_Exercise prompt_:
The records that follow must be repeated exactly, except for their pictures.

Region pointing data
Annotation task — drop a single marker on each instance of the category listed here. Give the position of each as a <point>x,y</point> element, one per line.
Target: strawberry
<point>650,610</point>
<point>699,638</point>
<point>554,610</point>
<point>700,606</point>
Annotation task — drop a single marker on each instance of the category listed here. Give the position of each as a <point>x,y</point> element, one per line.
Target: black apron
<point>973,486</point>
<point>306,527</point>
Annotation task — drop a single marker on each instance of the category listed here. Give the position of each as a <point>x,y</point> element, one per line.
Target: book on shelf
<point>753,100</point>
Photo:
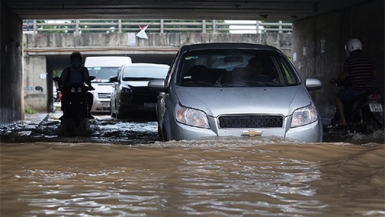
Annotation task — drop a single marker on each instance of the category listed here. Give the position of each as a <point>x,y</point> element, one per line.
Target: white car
<point>213,91</point>
<point>103,67</point>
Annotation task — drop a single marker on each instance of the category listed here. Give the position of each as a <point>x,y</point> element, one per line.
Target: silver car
<point>235,89</point>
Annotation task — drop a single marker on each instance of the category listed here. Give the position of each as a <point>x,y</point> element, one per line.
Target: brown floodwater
<point>219,177</point>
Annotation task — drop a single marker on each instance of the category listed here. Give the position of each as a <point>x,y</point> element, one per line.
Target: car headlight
<point>191,117</point>
<point>126,90</point>
<point>304,115</point>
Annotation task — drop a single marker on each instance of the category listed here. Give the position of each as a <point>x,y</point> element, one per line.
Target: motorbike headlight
<point>304,116</point>
<point>191,117</point>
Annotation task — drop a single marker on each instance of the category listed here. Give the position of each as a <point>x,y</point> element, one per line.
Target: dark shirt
<point>71,75</point>
<point>360,72</point>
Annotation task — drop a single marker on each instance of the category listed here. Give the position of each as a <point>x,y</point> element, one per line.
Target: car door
<point>116,92</point>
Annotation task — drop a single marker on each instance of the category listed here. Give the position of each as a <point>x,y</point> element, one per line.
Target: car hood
<point>136,83</point>
<point>244,100</point>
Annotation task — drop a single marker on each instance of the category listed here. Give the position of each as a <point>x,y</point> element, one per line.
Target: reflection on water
<point>231,177</point>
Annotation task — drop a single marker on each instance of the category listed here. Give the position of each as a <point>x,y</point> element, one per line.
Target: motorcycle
<point>75,111</point>
<point>363,114</point>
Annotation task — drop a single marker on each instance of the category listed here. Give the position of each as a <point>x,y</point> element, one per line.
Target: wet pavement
<point>103,129</point>
<point>139,129</point>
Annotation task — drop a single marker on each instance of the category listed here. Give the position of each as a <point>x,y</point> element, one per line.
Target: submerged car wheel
<point>119,113</point>
<point>112,110</point>
<point>162,133</point>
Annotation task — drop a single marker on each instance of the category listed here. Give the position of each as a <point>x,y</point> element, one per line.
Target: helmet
<point>353,44</point>
<point>76,55</point>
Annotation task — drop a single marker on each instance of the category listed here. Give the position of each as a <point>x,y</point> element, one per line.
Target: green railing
<point>156,26</point>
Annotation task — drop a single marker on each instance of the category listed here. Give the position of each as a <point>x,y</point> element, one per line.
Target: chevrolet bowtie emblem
<point>252,133</point>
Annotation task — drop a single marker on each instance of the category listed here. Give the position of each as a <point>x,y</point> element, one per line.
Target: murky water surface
<point>214,177</point>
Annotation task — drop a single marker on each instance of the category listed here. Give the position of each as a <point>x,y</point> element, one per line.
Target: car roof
<point>146,64</point>
<point>227,45</point>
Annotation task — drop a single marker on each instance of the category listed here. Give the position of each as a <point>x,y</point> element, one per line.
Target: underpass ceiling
<point>287,10</point>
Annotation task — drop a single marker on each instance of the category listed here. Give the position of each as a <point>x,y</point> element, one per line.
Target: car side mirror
<point>113,79</point>
<point>313,84</point>
<point>157,85</point>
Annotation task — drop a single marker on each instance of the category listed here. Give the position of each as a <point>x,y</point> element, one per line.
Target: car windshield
<point>102,74</point>
<point>133,72</point>
<point>235,67</point>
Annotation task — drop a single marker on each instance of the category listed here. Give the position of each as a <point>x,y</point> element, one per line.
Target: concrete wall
<point>35,43</point>
<point>318,47</point>
<point>37,46</point>
<point>11,104</point>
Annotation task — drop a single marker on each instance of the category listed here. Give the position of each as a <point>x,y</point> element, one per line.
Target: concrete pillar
<point>10,67</point>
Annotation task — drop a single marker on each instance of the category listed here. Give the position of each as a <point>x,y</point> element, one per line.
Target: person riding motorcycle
<point>75,74</point>
<point>358,73</point>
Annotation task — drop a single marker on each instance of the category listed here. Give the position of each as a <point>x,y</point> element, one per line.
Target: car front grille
<point>250,121</point>
<point>143,95</point>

_Finished task_:
Annotation task — drop a single marker on each instance of the category listed here. Give the position of each as a <point>x,y</point> element, one per line.
Target: strawberry
<point>650,610</point>
<point>699,638</point>
<point>554,610</point>
<point>700,606</point>
Annotation task — drop a single marker on each instance of the category listed here. Give the position of each as a <point>x,y</point> element, one per line.
Target: black apron
<point>973,486</point>
<point>306,527</point>
Annotation task — drop a single marker on each instance of the category listed here. Give the position of each as a <point>x,y</point> element, one per line.
Target: book on shelf
<point>753,100</point>
Photo:
Annotation task — drop a single marker on each instance of the category listed here. Give the position of each as a <point>x,y</point> element, one per line.
Target: white car
<point>213,91</point>
<point>103,67</point>
Annotation task — drop a single marker on each instance of the category listed here. Give the position of each as a <point>x,y</point> element, one per line.
Target: silver car
<point>235,89</point>
Annotation task — drop a single marker on each instance of the category listed here. Give the position of each as a <point>x,y</point> element, one per line.
Target: brown floodwater
<point>219,177</point>
Annotation task — drop a single marker on each instance of the category listed here. Give the position of each as a <point>x,y</point> element, one per line.
Target: car headlight
<point>191,117</point>
<point>126,90</point>
<point>304,115</point>
Annotation task — drop a single marker on each instance of the category listed here. Give the position of each as a <point>x,y</point> element, one per line.
Target: motorbike headlight
<point>304,116</point>
<point>191,117</point>
Annotation task — drop a single marker on each instance of the category listed here. Give the position of each as a <point>x,y</point> element, one per line.
Target: dark shirt
<point>71,75</point>
<point>360,72</point>
Annotation task — drop a single marker on each instance of the category listed here. Give the position of each as a <point>x,y</point> element, one per line.
Target: car door
<point>116,92</point>
Annotation task — drop a single marker on each instance of the category listed here. Give the position of each as a <point>x,y</point> element, one per line.
Target: car hood
<point>136,83</point>
<point>244,100</point>
Annotation task — drop a single marker on each instance of the category listed here. Give the position of each as a <point>x,y</point> element, one per line.
Target: reflection on water
<point>231,177</point>
Annotation task — drop a single marker on each instance of the category listed here. Give the position of each as a <point>x,y</point> element, one per line.
Target: motorcycle
<point>75,111</point>
<point>363,114</point>
Annotation task — drop a single marker on each instance of the category listed here. Give the position of each as a <point>x,y</point> element, one per line.
Target: wet pavement
<point>103,129</point>
<point>139,129</point>
Annotation task — drop a single marker on each instance of the category listed here. Give the position of each as a <point>x,y</point> element, one per line.
Target: submerged car wheel
<point>119,113</point>
<point>112,110</point>
<point>162,133</point>
Annotation task — drop a single marker on each instance of the category listed here. Give the position of each as a <point>x,y</point> element, one per line.
Target: helmet
<point>353,44</point>
<point>76,55</point>
Annotation task — drop a single marker on each instance of the category listed here. Give the position of each as a <point>x,y</point> element, one per line.
Target: green railing
<point>156,26</point>
Annotation task — drop a single marker on each instance of the category listed here. Give the position of each as a <point>x,y</point> element, one per line.
Target: chevrolet bowtie emblem
<point>252,133</point>
Annotation task — drop a single marker on each instance of the category listed here. Give the position of each as a <point>x,y</point> element, one per line.
Target: murky water surface
<point>214,177</point>
Annotation task — drop a single marker on each instance of the category listed here. Give the position of each as a <point>x,y</point> element, one per line.
Target: car roof
<point>146,64</point>
<point>227,45</point>
Annotation task — drop a single marker on each instance of the category listed here. Give the position of each as a <point>x,y</point> element, one per line.
Target: underpass ceiling
<point>287,10</point>
Annotation task — drop a single marker on each instance of the category listed here. Give the position of each as a <point>x,y</point> element, one per line.
Target: car side mirror
<point>113,79</point>
<point>313,84</point>
<point>157,85</point>
Annotation task — drop a single marker on each instance of the category listed here. Give the position of each as a <point>x,y</point> element, one per line.
Target: car windshield
<point>102,74</point>
<point>133,72</point>
<point>235,67</point>
Annotation task — drop a single marker on each instance of the category listed here. Give the position of each as a <point>x,y</point> element, one per line.
Target: concrete wall
<point>35,43</point>
<point>318,47</point>
<point>37,46</point>
<point>11,104</point>
Annotation task — drop a single marker on each instance of the category listed here. Give the position of each as a <point>x,y</point> element, one per line.
Target: concrete pillar
<point>10,67</point>
Annotation task — drop a single marker on each instance of the category listed here. Give the position of each as a <point>x,y</point> element, one per line.
Target: person riding motorcycle
<point>75,74</point>
<point>358,73</point>
Annotation task — drop a single marker on each instance of the category listed here. Give the position of each as a <point>x,y</point> element, one per line.
Target: car front grille
<point>250,121</point>
<point>143,95</point>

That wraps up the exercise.